Actions to take:
1) Decide whether each statement agrees with the Syzygium moorei article: (a) the tree grows on volcanic soils; (b) the tree reaches 60 metres in height; (c) larger specimens are buttressed at the base. Answer yes or no for each and quote the deciding words.
2) Pick up the Syzygium moorei article after its last sentence and continue its description of the tree.

Document section:

......

Scientific classification
- Kingdom: Plantae
- Clade: Tracheophytes
- Clade: Angiosperms
- Clade: Eudicots
- Clade: Rosids
- Order: Myrtales
- Family: Myrtaceae
- Genus: Syzygium
- Species: S. moorei
- Binomial name: Syzygium moorei (F.Muell.) L.A.S.Johnson
- Synonyms: Eugenia moorei F.Muell

= Syzygium moorei =

- Genus: Syzygium
- Species: moorei
- Authority: (F.Muell.) L.A.S.Johnson
- Conservation status: VU
- Synonyms: Eugenia moorei F.Muell

Species of tree

Syzygium moorei is a rare sub tropical rainforest tree, growing on volcanic soils in the Mount Warning area of north east New South Wales and south east Queensland, Australia. Common names include coolamon, watermelon tree, durobby and robby; it is also called "rose apple" but this can refer to many species of Syzygium.

== Description ==
Syzgyium moorei is a canopy tree of sub tropical rainforest, reaching 40 metres in height, and a trunk of 60 centimetres wide. The bark is a grey/fawn/reddish colour. The tree is not buttressed at the base; some larger specimens are flanged at the base.

......

Dataset entries:
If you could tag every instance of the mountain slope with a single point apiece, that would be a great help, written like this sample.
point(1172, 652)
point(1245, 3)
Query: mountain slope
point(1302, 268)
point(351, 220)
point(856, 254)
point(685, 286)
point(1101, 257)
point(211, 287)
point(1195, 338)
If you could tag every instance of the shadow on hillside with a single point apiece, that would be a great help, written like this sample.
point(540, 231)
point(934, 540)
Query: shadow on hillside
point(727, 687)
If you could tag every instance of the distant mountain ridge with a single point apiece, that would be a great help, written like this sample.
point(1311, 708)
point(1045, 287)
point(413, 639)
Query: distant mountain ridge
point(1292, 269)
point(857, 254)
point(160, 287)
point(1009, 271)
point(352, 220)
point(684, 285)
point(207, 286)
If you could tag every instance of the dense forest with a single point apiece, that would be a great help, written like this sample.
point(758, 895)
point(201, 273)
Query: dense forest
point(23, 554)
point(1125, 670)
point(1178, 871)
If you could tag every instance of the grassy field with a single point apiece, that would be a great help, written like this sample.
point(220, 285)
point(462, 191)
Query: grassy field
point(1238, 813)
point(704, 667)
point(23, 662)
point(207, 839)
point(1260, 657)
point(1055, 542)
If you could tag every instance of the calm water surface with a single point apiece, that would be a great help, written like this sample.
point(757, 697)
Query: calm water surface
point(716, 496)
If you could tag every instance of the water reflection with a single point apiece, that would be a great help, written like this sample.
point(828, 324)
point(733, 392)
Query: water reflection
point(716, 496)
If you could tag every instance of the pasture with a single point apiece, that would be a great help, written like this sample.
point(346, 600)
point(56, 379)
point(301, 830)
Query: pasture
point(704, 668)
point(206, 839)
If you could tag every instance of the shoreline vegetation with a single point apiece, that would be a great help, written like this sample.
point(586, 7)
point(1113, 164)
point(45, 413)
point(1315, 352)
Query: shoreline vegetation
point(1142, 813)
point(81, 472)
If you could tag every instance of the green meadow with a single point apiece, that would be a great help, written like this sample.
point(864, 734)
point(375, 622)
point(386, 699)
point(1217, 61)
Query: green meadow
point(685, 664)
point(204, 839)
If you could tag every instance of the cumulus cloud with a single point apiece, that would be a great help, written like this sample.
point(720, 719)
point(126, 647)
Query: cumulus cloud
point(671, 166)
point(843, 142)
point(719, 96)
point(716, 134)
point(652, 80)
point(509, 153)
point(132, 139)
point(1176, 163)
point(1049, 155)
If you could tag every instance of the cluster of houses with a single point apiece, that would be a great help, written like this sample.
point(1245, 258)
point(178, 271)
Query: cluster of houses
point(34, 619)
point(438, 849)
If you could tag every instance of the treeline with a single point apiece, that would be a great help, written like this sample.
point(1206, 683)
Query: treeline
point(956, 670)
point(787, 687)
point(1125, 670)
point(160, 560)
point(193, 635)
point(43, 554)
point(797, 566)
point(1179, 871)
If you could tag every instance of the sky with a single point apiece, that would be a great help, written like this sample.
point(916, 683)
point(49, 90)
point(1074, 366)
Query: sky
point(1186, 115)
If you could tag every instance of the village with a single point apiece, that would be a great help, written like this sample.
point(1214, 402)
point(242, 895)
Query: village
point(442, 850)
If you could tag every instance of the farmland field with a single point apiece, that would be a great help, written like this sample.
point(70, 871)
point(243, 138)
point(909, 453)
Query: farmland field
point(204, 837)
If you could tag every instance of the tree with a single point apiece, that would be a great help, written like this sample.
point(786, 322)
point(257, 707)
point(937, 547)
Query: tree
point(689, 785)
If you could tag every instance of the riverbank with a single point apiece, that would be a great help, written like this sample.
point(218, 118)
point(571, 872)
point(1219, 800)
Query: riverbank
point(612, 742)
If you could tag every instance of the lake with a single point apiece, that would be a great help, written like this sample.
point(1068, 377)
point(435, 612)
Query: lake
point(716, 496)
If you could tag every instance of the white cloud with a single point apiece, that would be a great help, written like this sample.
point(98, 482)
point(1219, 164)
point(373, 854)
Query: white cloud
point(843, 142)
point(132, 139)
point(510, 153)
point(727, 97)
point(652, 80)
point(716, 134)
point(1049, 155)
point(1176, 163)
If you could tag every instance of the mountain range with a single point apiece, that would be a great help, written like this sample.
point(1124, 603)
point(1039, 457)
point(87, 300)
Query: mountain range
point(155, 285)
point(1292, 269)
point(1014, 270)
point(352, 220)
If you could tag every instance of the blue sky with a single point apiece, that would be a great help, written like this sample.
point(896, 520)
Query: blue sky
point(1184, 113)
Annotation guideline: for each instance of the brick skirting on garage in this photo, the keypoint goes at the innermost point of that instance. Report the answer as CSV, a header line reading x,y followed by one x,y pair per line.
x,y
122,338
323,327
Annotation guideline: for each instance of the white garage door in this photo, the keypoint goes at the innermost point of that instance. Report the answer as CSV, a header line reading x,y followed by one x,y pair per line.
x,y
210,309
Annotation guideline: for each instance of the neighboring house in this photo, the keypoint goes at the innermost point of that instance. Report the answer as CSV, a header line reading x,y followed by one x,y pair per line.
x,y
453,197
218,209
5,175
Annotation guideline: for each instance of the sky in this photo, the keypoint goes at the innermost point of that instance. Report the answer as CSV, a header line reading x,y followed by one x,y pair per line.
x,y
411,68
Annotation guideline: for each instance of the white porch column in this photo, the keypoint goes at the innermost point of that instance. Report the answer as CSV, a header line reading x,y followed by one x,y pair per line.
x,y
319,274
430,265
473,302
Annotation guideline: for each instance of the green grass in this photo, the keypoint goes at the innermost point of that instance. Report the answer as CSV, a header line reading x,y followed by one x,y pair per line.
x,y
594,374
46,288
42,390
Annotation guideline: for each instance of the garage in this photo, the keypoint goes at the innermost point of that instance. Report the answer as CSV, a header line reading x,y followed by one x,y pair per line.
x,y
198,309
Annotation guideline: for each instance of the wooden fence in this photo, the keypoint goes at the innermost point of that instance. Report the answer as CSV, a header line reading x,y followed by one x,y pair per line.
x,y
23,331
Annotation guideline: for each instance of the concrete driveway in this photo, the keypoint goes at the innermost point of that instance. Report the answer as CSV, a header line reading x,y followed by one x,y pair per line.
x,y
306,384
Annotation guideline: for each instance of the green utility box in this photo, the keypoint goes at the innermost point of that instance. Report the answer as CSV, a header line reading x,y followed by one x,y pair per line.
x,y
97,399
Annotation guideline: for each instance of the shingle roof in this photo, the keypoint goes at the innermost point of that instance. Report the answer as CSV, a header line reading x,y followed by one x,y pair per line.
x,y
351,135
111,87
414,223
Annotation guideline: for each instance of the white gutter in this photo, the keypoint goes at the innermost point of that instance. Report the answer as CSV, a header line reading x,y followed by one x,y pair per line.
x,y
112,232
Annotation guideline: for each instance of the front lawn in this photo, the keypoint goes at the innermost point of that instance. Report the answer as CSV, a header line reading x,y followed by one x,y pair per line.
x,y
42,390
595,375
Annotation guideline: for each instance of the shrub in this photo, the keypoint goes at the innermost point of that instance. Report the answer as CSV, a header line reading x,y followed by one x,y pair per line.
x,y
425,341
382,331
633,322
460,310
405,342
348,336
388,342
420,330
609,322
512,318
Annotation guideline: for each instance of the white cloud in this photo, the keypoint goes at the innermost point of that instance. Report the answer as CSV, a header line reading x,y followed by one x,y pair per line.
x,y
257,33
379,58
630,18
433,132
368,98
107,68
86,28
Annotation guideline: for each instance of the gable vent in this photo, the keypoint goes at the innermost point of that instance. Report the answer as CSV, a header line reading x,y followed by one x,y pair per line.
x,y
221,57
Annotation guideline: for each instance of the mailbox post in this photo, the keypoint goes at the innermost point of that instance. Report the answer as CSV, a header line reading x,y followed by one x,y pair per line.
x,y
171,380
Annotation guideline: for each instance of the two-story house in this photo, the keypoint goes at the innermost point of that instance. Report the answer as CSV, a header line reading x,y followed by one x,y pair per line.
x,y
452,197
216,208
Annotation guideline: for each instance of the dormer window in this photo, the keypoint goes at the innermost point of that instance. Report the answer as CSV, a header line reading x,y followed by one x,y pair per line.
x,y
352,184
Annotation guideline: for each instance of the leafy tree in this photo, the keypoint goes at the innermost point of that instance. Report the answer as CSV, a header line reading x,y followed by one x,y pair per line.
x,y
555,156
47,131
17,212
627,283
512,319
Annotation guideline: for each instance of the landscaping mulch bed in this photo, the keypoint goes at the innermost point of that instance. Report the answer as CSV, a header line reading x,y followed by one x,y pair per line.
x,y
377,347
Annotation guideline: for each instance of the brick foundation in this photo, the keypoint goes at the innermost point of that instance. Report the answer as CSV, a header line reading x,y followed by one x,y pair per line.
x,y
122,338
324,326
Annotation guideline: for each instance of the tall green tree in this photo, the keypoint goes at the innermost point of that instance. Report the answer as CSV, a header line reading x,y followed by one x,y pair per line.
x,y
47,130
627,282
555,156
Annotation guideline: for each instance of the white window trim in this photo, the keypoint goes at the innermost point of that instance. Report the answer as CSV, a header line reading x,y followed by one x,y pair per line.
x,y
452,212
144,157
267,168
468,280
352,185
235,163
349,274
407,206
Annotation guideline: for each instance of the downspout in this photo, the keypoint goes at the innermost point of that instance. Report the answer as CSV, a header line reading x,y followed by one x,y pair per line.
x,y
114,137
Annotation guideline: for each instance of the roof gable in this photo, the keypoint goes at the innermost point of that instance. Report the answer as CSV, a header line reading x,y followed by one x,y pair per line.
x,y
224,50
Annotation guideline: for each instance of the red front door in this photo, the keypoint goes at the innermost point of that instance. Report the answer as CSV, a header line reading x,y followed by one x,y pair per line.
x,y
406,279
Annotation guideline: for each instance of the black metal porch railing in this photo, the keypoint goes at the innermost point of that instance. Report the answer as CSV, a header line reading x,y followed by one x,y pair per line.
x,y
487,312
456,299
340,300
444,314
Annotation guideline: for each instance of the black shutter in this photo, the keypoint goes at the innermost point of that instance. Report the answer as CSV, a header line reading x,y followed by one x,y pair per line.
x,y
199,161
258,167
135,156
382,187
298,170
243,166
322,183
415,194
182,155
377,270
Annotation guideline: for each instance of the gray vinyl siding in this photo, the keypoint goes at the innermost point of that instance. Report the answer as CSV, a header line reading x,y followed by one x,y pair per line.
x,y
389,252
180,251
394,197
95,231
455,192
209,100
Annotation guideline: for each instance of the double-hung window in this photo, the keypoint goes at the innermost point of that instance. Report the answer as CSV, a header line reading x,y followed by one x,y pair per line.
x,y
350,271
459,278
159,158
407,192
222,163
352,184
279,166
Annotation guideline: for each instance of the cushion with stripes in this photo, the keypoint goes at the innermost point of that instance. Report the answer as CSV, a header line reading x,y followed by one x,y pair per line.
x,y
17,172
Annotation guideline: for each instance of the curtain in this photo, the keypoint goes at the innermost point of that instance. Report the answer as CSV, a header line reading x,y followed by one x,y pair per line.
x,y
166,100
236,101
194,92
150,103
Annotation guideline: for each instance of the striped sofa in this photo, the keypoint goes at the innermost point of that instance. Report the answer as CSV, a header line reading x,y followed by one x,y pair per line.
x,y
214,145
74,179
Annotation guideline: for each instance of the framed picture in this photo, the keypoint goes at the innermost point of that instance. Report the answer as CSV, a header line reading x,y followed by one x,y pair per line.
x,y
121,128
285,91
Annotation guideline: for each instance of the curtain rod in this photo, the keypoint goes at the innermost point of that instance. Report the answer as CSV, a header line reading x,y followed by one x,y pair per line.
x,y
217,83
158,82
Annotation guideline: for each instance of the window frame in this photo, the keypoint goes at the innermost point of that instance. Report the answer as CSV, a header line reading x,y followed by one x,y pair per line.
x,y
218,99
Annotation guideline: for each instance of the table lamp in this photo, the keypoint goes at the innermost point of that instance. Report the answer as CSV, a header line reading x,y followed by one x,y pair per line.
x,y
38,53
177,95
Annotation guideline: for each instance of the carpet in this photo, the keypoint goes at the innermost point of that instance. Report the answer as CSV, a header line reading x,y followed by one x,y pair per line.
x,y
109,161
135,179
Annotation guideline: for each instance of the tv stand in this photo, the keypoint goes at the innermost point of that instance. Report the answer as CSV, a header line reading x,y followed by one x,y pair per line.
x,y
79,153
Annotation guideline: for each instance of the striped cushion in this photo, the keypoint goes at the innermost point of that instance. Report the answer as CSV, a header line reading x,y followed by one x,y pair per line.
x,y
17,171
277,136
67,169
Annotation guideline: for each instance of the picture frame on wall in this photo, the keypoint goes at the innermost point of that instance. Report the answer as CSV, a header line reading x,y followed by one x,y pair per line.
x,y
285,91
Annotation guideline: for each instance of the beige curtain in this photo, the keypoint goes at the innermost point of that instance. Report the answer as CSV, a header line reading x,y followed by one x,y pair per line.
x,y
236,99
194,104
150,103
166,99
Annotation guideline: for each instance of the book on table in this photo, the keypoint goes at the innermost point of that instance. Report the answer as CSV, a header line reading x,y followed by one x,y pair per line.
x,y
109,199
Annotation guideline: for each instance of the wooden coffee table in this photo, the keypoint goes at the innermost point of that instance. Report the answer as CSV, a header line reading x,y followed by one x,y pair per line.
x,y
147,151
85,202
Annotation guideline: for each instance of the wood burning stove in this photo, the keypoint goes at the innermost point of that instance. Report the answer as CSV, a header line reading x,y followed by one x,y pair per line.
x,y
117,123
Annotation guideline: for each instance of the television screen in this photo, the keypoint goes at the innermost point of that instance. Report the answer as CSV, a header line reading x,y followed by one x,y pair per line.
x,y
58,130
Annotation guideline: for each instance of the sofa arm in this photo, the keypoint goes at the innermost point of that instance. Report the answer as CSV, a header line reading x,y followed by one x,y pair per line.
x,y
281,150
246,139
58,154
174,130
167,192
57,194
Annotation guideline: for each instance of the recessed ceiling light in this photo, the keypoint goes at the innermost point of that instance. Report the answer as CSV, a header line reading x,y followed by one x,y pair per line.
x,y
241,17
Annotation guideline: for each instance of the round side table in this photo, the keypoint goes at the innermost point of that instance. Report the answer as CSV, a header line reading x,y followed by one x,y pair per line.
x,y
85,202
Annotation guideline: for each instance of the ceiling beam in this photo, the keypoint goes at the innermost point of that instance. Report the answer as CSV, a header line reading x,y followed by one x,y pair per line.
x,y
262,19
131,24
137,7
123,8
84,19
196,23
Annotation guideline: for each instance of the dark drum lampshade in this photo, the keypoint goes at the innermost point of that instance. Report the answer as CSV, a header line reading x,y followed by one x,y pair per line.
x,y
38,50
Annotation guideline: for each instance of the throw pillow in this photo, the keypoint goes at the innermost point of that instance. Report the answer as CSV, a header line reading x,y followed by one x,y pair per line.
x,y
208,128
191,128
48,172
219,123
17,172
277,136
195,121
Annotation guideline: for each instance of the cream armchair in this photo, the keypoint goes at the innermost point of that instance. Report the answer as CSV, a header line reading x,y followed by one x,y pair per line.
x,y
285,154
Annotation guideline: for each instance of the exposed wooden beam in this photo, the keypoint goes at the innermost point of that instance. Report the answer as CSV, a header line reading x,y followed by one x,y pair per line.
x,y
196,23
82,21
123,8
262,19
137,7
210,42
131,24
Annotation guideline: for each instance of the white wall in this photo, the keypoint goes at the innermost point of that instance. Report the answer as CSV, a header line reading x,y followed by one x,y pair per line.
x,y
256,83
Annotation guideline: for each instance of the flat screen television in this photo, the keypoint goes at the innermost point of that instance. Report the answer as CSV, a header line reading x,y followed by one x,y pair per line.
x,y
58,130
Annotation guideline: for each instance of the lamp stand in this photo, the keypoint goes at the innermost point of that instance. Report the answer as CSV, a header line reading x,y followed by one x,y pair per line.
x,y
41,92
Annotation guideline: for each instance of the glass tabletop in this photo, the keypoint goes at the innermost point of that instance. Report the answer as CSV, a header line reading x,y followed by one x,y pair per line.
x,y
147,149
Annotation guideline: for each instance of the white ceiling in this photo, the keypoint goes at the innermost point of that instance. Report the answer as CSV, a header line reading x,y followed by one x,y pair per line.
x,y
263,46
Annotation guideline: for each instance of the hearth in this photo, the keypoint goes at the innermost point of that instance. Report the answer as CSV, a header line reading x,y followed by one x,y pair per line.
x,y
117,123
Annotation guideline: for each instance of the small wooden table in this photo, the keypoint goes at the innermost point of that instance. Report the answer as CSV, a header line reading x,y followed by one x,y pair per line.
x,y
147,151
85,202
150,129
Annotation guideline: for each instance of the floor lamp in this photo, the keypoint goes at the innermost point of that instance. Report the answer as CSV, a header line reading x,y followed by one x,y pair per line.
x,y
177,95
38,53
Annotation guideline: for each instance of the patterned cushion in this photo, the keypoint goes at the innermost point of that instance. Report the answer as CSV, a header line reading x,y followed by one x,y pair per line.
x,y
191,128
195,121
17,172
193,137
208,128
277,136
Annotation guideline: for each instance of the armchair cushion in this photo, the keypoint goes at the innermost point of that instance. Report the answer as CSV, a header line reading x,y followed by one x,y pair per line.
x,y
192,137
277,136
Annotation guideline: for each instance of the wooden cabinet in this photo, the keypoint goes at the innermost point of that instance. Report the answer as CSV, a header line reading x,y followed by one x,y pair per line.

......

Your written answers:
1)
(a) Yes: "growing on volcanic soils in the Mount Warning area"
(b) No: "reaching 40 metres in height"
(c) No: "The tree is not buttressed at the base; some larger specimens are flanged at the base."

2)
The leaves are unusual for a New South Wales myrtle, being large, thick and heavy, 8 to 20 cm long with a short blunt point at the tip.

=== Flowers and fruit ===

An unusual characteristic of this tree is ramiflory, where flowers and fruits form out of the main branches behind the leaves, rather than from new growth and shoots. This is mostly a tropical feature, and unusual in rainforest trees so far south in New South Wales.

In November to February, pink or orange flowers form in dense panicles on mature branches. The berry is white or pale green and up to 6 cm in diameter, maturing around Easter time. The fruit is not pleasant to eat raw, but is an excellent ingredient in mixed preserves. The large seed germinates well after many months. Most seedlings appear in November and December.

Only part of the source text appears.